**WHAT YOU WILL DO**.
In the forum question about listing every match of a regex pattern in PHP, which four verbs is the example pattern meant to match in all their forms?

There are quite a few questions on SO asking about how to parse a regex pattern and output all possible matches to that pattern. For some reason, though, every single one of them I can find (1, 2, 3, 4, 5, 6, 7, probably more) are either for Java or some variety of C (and just one for JavaScript), and I currently need to do this in PHP.
I’ve Googled to my heart’s (dis)content, but whatever I do, pretty much the only thing that Google gives me is links to the docs for preg_match()
and pages about how to use regex, which is the opposite of what I want here.
My regex patterns are all very simple and guaranteed to be finite; the only syntax used is:
[]
for character classes()
for subgroups (capturing not required)|
(pipe) for alternative matches within subgroups?
for zero-or-one matches
So an example might be [ct]hun(k|der)(s|ed|ing)?
to match all possible forms of the verbs chunk, thunk, chunder and thunder, for a total of sixteen permutations.
Ideally, there’d be a library or tool for PHP which will iterate through (finite) regex patterns and output all possible matches, all ready to go. Does anyone know if such a library/tool already exists?
If not, what is an optimised way to approach making one? This answer for JavaScript is the closest I’ve been able to find to something I should be able to adapt, but unfortunately I just can’t wrap my head around how it actually works, which makes adapting it more tricky. Plus there may well be better ways of doing it in PHP anyway. Some logical pointers as to how the task would best be broken down would be greatly appreciated.
Edit: Since apparently it wasn’t clear how this would look in practice, I am looking for something that will allow this type of input:
$possibleMatches = parseRegexPattern('[ct]hun(k|der)(s|ed|ing)?');
– and printing $possibleMatches
should then give something like this (the order of the elements is not important in my case):
Array
(
[0] => chunk
[1] => thunk
[2] => chunks
[3] => thunks
[4] => chunked
[5] => thunked
[6] => chunking
[7] => thunking
[8] => chunder
[9] => thunder
[10] => chunders
[11] => thunders
[12] => chundered
[13] => thundered
[14] => chundering
[15] => thundering
)

**DATA SUPPLIED**.
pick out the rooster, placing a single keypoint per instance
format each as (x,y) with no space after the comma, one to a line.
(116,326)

---

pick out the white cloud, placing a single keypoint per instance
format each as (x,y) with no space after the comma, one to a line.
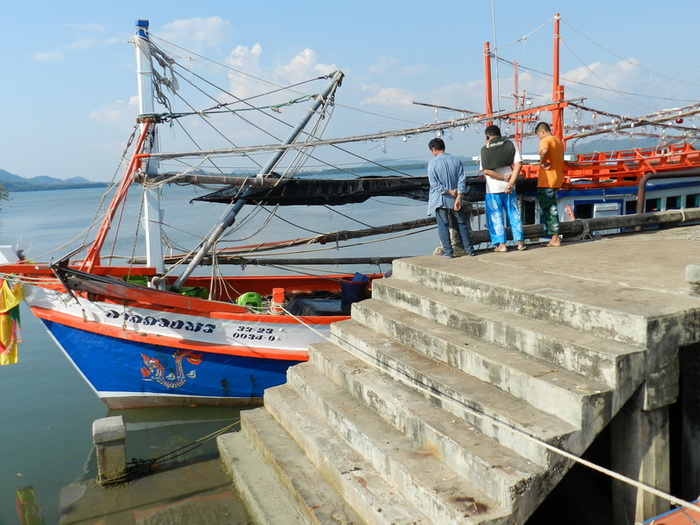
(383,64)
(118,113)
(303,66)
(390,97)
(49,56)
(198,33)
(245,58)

**CORRECT ANSWER**.
Chunk, thunk, chunder and thunder.